[Texto extraído]
+ + + + + + +

Godzilla é um kaiju, um termo japonês que representa um “monstro estranho” e também nomeia o subgênero da ficção científica e terror que envolve a aparição desses monstros gigantescos. Sua criação como figura na cultura pop ocorreu em 1954, com o lançamento do filme Gojira (ゴジラ), no Japão. Catalogado como uma espécie de “réptil anfíbio pré-histórico” — conhecido carinhosamente como “lagartão” entre os fãs —, Godzilla é uma representação imagética do medo das armas nucleares e do terror e destruição causados pelas bombas atômicas lançadas sobre Hiroshima e Nagasaki, ao final da Segunda Guerra Mundial.
Sua aparência semelhante a um dinossauro com placas nas costas, além de seu poder de lançar um raio atômico pela boca, representam a natureza desconhecida, grotesca e o poder devastador, tanto de Godzilla quanto da bomba atômica. Apresentado como uma força destruidora no trabalho de Tomoyuki Tanaka, Ishiro Honda e Eiji Tsuburaya, posteriormente, com o sucesso do personagem no audiovisual japonês, o monstro adquire um aspecto de anti-heroi, protegendo a cidade de Tóquio da invasão de outros monstros e até mesmo de alienígenas, ainda que o rastro de destruição permaneça nos enredos.
O sucesso de Godzilla foi tamanho que suas produções cinematográficas são divididas em “eras”, como a série Showa, de 1954 à 1975; a série Heisei, de 1984 à 1995; e a era Millennium, de 1999 à 2004. Séries para a televisão, quadrinhos e aparições em jogos, desenhos animados e livros também fazem parte do universo cultural ao qual o kaiju criou sua marca.
Mas, para o conteúdo que desejo trazer nesta coluna, quero enfatizar as versões do Godzilla para o MonsterVerse estadunidense, contando com os filmes Godzilla (2014), Godzilla: King of the Monsters (2019) e Godzilla vs. Kong (2021), além das novas representações japonesas do kaiju como Shin Godzilla (2016) e, principalmente, Godzilla Minus One (2023).
Com um enredo iniciado no Japão, a versão estadunidense de 2014 nos apresenta Godzilla como um monstro que espelha o perigo da radiação e das armas nucleares, algo estabelecido em sua origem e repetido nos filmes Shin Godzilla e Minus One. No entanto, com um roteiro hollywoodiano, ele perde sua força, surgindo como um “mal necessário” que, no fim das contas, protege a humanidade de outros “invasores monstruosos”. E, quando falo em perder sua força, falo do sentimento de terror e desespero que a imagem de Godzilla deveria evocar como um símbolo de destruição e morte, de onde ele nasce.

+ + + + + + +

[Registros fornecidos]
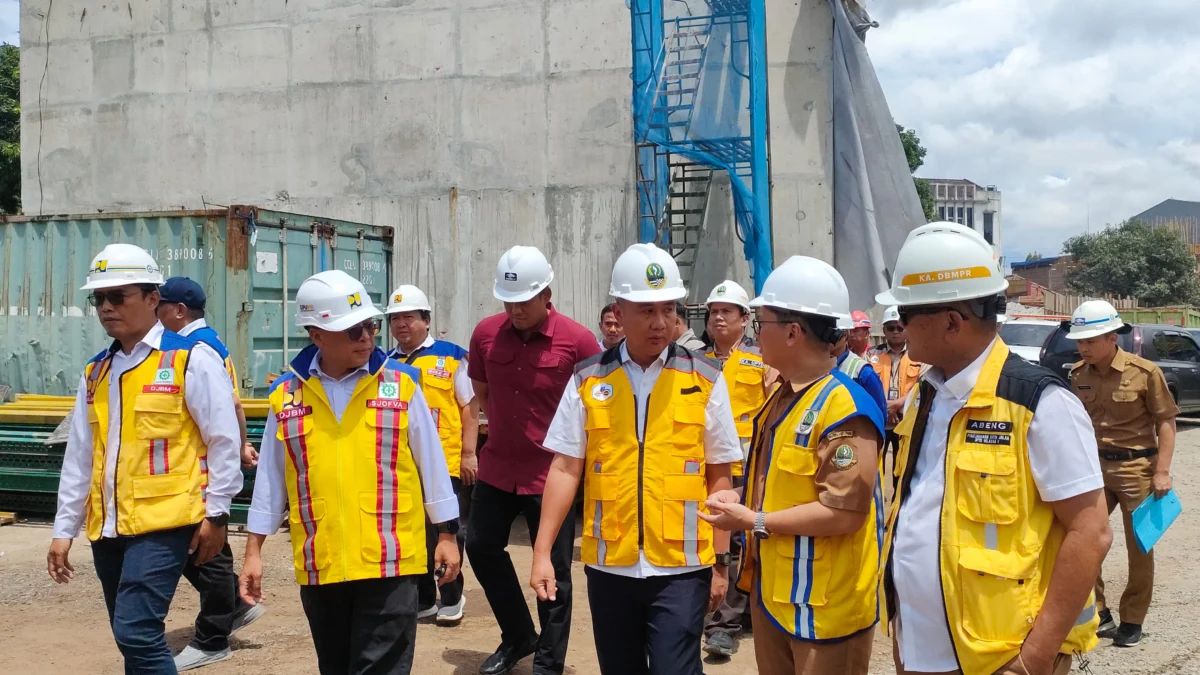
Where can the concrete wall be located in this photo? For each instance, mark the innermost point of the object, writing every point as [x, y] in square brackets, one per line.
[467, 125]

+ + + + + + +

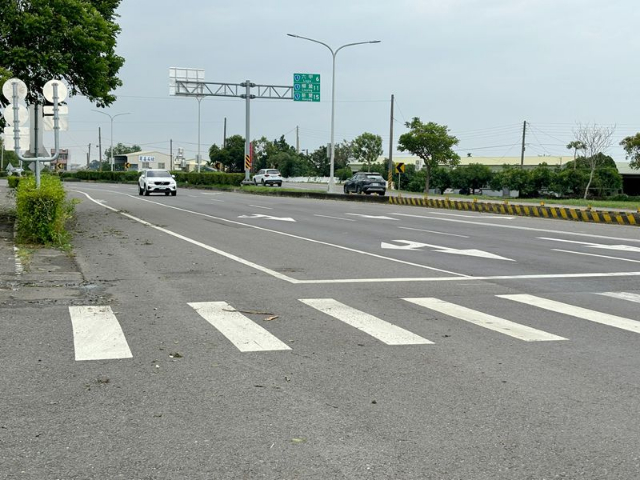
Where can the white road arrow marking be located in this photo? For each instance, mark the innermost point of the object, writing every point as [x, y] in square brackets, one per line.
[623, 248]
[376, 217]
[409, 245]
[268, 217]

+ + + + + + +

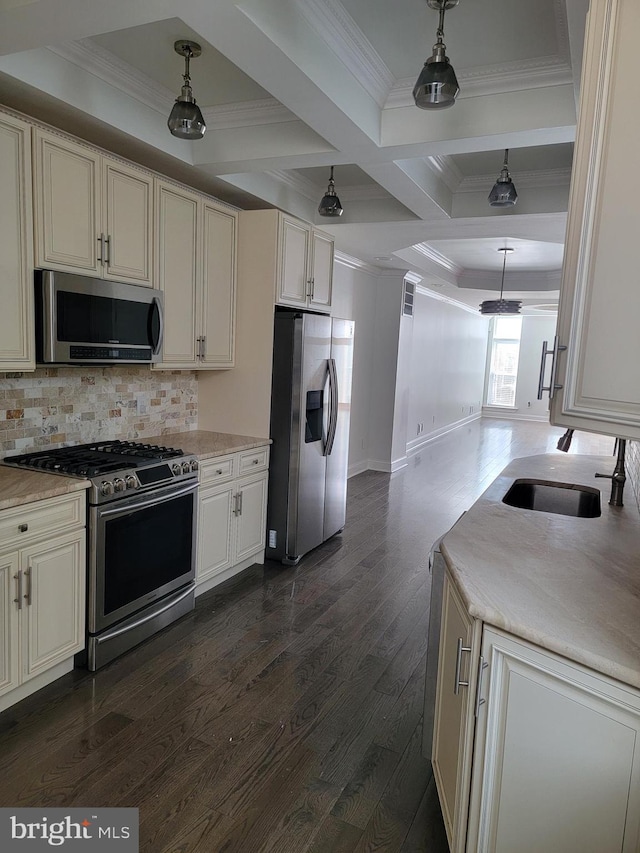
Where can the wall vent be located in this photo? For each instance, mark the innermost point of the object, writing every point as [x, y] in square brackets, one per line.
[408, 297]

+ + + + + + +

[Objetivos]
a: Extraia dos registros todas as linhas que contêm a palavra "wall". Diferencie maiúsculas de minúsculas.
b: Dê continuidade ao texto sobre Godzilla a partir da última frase apresentada.

[Respostas do exercício]
a:
Where can the concrete wall be located in this photo? For each instance, mark the innermost point of the object, writing every point as [x, y] in square brackets, one per line.
Where can the wall vent be located in this photo? For each instance, mark the innermost point of the object, writing every point as [x, y] in square brackets, one per line.

b:
Nas aparições seguintes no cinema americano, Godzilla é “a última esperança” da humanidade para encarar monstros mais terríveis e, até, pateticamente, a ganância humana, e não o pânico e a certeza da desgraça. Ao se unir ao King Kong, outra figura com representações bem distintas, Godzilla parece muito mais um super-herói com uma armadura mesozoica do que um monstro que segue sua “natureza” territorialista.
Aqui, ele age sob um aspecto moral e ético da perspectiva humana, chegando a dar olhadinhas de canto para os protagonistas humanos e se apresentar como uma criatura que se sacrifica pelo bem maior. Para consagrar esse roteiro, personagens humanos desinteressantes, adolescentes que invadem bases militares secretas e cientistas ridiculamente malucos fazem o espectador torcer mais pela destruição que Godzilla e outros de sua espécie podem causar do que perceber o impacto que ele representa.
Como eu já citei anteriormente, no próprio audiovisual japonês Godzilla muda de característica, de um vilão para um anti-herói. No entanto, como a imagem de um trauma real do povo japonês, até mesmo essa mudança de aspecto da criatura carrega uma simbologia totalmente diferente do que a figura vazia e superficial da versão de Hollywood. Nessa subversão controlada, Gojira (seu nome japonês), traduz a força de um povo apoiado pela dor de uma tragédia sem precedentes.
Já as versões de Shin Godzilla e Godzilla Minus One trazem de volta a visão de desastre, pânico e tragédia que iniciaram a trajetória do kaiju lá em 1954. Com personagens humanos lidando com conflitos profundos, percebendo sua fraqueza ao enfrentar um monstro colossal como Godzilla, vemos, especialmente em Minus One, a diferença que faz construir a história de um símbolo a partir das feridas reais que o deram forma.
Godzilla é uma representação da bomba atômica, e isso é claro para qualquer espectador. Mas, enquanto para o cinema norte-americano ele simboliza a visão de “uma força natural inevitável” para a manutenção da sociedade como ela é, com uma brutalidade até simpática, em Minus One sentimos medo de uma criatura gigantesca a qual somos incapazes de lidar e a qual somos incapazes de deter.
Hollywood nos oferece, em comparação, conflitos humanos cansativos, repetitivos e a sensação de risco baixo. Já a direção de Takashi Yamazaki nos traz personagens com dramas reais, os aspectos profundos da guerra na sociedade japonesa e o desejo coletivo de proteger um povo que foi negligenciado por seu próprio governo, ainda que os recursos sejam escassos. Ao invés de emular o trauma do 11 de setembro e transformar Godzilla em mais um super-herói contra o desastre terrorista estrangeiro, Minus One dá ao kaiju sua roupagem original de horror, morte e desolação, quando o protagonista chora desesperadamente sob a chuva negra após um ataque de raio atômico.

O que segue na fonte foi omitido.